**RECORD SET**
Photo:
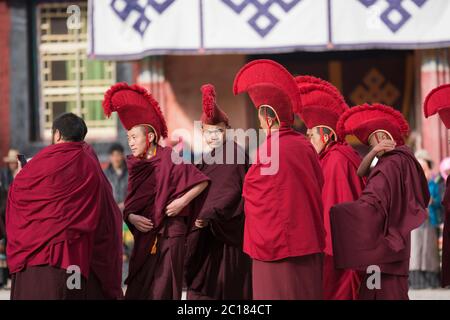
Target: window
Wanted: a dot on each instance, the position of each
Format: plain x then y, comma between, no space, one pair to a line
69,81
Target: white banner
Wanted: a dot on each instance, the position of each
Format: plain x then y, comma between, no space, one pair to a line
129,29
266,26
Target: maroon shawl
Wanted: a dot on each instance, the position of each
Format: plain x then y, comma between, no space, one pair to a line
223,206
446,238
375,229
284,211
340,164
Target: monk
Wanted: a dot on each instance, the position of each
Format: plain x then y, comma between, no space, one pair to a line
438,101
284,233
64,228
159,193
321,107
216,266
373,233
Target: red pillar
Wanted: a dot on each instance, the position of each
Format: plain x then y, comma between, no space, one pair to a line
4,79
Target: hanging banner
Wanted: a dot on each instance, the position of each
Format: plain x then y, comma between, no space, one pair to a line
131,29
387,24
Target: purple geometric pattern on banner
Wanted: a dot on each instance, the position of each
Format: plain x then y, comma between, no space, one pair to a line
395,6
263,21
123,8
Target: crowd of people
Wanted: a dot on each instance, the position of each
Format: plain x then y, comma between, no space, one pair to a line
315,228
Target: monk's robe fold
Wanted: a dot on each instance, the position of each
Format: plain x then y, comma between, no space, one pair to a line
339,164
375,229
152,185
446,238
61,212
216,266
283,210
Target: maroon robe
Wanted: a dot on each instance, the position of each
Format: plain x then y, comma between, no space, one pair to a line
446,238
340,164
61,212
376,229
284,217
216,266
156,263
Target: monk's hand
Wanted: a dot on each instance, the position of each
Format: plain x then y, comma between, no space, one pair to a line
384,146
199,223
175,207
141,223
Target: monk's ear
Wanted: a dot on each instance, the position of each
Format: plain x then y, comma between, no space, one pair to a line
56,136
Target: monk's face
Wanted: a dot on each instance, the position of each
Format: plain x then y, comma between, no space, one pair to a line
137,141
426,167
214,135
316,140
266,122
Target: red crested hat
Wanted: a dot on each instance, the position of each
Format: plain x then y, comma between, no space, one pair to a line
321,106
269,83
438,101
135,106
211,114
364,120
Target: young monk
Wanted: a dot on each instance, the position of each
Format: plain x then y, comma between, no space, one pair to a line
284,232
159,193
216,266
373,233
64,227
438,101
322,105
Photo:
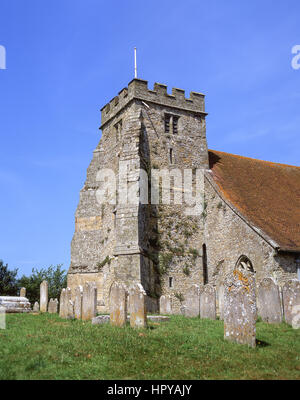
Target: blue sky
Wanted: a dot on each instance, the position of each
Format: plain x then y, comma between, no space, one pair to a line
66,59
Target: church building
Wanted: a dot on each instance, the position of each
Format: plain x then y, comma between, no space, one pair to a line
250,210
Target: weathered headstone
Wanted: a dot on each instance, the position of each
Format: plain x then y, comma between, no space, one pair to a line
296,317
191,303
78,302
118,304
165,305
70,309
53,306
268,301
291,301
208,302
240,308
89,301
43,296
221,301
14,304
138,313
63,311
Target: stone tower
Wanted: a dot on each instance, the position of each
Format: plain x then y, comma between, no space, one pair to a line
157,245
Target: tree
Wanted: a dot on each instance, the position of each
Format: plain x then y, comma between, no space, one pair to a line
54,275
8,280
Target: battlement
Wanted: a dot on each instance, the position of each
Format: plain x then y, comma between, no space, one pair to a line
138,89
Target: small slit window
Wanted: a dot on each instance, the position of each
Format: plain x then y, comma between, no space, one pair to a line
171,156
167,123
118,130
175,125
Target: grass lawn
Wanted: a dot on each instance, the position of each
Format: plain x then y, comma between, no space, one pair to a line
43,346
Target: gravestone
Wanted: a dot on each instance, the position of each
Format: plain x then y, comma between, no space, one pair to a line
43,296
63,312
53,306
268,302
291,301
138,313
14,304
165,305
240,308
208,302
70,309
78,302
118,304
89,301
296,317
191,303
221,301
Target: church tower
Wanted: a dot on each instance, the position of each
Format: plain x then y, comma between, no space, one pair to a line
157,245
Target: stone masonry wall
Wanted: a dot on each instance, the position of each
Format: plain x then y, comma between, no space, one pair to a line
228,237
126,243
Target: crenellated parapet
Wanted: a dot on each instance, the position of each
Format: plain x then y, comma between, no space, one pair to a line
138,89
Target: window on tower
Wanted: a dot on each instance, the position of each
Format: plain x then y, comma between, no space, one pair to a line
171,123
167,123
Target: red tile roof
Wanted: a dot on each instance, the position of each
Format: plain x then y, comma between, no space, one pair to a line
267,194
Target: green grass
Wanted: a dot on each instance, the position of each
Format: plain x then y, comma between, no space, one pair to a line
47,347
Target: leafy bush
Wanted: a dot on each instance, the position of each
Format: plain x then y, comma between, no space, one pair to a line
8,281
54,275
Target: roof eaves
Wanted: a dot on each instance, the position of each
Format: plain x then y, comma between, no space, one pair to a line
260,232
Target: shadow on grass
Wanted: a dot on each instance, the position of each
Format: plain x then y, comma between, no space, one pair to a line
261,343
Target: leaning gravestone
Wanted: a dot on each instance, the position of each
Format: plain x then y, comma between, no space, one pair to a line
268,302
43,296
53,306
240,308
138,313
78,302
208,302
118,304
89,301
221,301
14,304
191,303
63,311
291,301
165,305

**YOUR TASK**
Copy the records above word for word, leaving out the pictures.

**EXERCISE SOLUTION**
Photo:
Target: window
Wanted: a dot on each instance, the position of each
Format: plain x then y, comma between, no space, one pair to a line
69,81
Target: white banner
Wanted: a dot on each instance, the position of each
Format: plain x then y, comma between, no space, one pair to a line
129,29
266,26
Target: maroon shawl
Wanted: a dot on each instance, the position of each
Format: plain x then y, comma between, no space, one pair to a line
223,206
446,238
375,229
284,211
340,164
Target: monk
Wanted: a dot on each instance, the position of each
Format: plain x then y, comma between, no space, one pair to a line
438,101
284,233
64,228
159,193
321,107
216,266
373,233
Target: red pillar
Wanted: a dot on each instance, the position of each
Format: plain x then y, comma between, no space, one pair to a line
4,79
Target: hanging banner
Wanted: a dot on each instance, the position of each
Format: plain x then y, comma between, no space, one pair to a line
131,29
387,24
Target: purple geometric pattern on banner
Wanted: a dot on each instance, the position of each
Format: plain x then y, comma between, no space, one pair to a line
395,6
263,21
123,8
Target: crowd of people
Wanted: a dot on each instance, the position of each
Format: plain x then y, comma between, no space, one pair to a line
315,228
Target: monk's robe fold
Wanted: a dot on each instance, the position of each
Format: plain x then y, comma between, no space, one pair to a line
339,164
375,229
152,185
446,238
61,212
216,266
283,210
Target: maroon robe
Wanted: a dot on each instance, the position of each
Format: plain x then y, comma between, no space, one pair to a line
446,238
340,164
61,212
376,229
284,217
216,266
156,263
Target: monk's hand
Wanted: a dot on each instance, the position of each
Format: plain x then y, comma between, no space, one pair to a line
384,146
199,223
175,207
141,223
Target: monk's ear
Wanted: a dot on each instance, the position of each
Format: plain x then y, comma between, no space, one pair to a line
56,136
Target: monk's face
Wanted: a dot on each instance, the position of each
Format: plain x then y, comma between, no space, one pair to a line
137,141
426,167
214,135
316,140
266,122
Target: red crested hat
Wanted: a dot on each instance, the position of each
Format: plain x then y, comma between, no space, one pair to a line
321,106
269,83
438,101
135,106
211,114
364,120
Target: young monk
Wanted: a dot on each instance, the position of each
Format: plain x then y, comma between, no space, one pair to a line
284,232
159,193
216,266
373,233
64,227
438,101
322,105
Photo:
Target: blue sky
Wanted: a dot on each instance, the position of each
Format: plain x then y, comma between, no space, one pair to a line
66,59
Target: church building
Wanted: a dot on each instance, the position of each
Format: plain x then y, comma between, no space, one pair to a line
250,210
Target: weathered headstone
Wanted: a dot on each instance, the position of each
Format: plain x then y, comma between, no space, one pair to a line
296,317
191,303
78,302
118,304
165,305
70,309
53,306
268,301
291,301
208,302
240,308
89,301
43,296
221,301
14,304
138,313
63,311
Target: stone tower
Wanted: a dot on each instance, the position of each
Format: plain x then y, comma between, no space, one pair to a line
157,245
Target: tree
Wanted: a dot on each instance, the position of each
Format: plain x then y, comma between, no space, one pair to a line
54,275
8,280
Target: battlement
Wanted: a dot on each instance, the position of each
Format: plain x then y, comma between, no space, one pair to a line
138,89
Target: small slit window
Wanted: a dot on each instance, the position of each
Format: plain x then y, comma between, no space, one pair to a line
171,156
167,123
118,130
175,125
Target: grass lawn
Wanted: a dot on each instance, the position of each
Format: plain x then y, comma between, no space, one pair to a line
43,346
Target: gravestone
Wanted: a dot on each instance, the position of each
Format: plain x then y, comma between, no space, one pair to a line
43,296
63,312
53,306
268,302
291,301
138,313
14,304
165,305
240,308
208,302
70,309
78,302
118,304
89,301
296,317
191,303
221,301
Target: church tower
Wanted: a dot on each instance, the position of each
Format: plain x then y, comma between, no space, one pair to a line
157,245
Target: stone masonry wall
Wanted: a dot on each instance, the position of each
Format: plain x then y, comma between, no space, one pair to a line
228,237
126,243
Target: crenellated parapet
Wanted: a dot on each instance, the position of each
Format: plain x then y, comma between, no space, one pair to a line
138,89
Target: window on tower
Wanted: a dot on each instance, the position of each
Format: plain x then y, comma between, no space, one pair to a line
171,123
167,123
Target: red tile roof
Wanted: a dot on each instance, the position of each
Format: plain x then y, comma between, no space, one pair to a line
267,194
Target: green grass
Wanted: a dot on each instance, the position of each
Format: plain x then y, comma between, no space, one pair to a line
47,347
Target: leafy bush
Wanted: a dot on each instance, the position of each
Format: plain x then y, comma between, no space, one pair to a line
8,281
54,275
Target: roof eaves
Wanted: a dot on each instance, the position of each
Format: plain x then y, comma between, no space, one pair to a line
260,232
Target: shadow on grass
Wanted: a dot on each instance, the position of each
Format: plain x then y, comma between, no space, one pair to a line
261,343
Target: leaning gravestone
Wanted: a dot on each instance, the position of each
Format: plain x then y, comma between, no space, one pair to a line
268,302
43,296
53,306
240,308
138,313
78,302
208,302
118,304
89,301
221,301
14,304
191,303
63,311
291,301
165,305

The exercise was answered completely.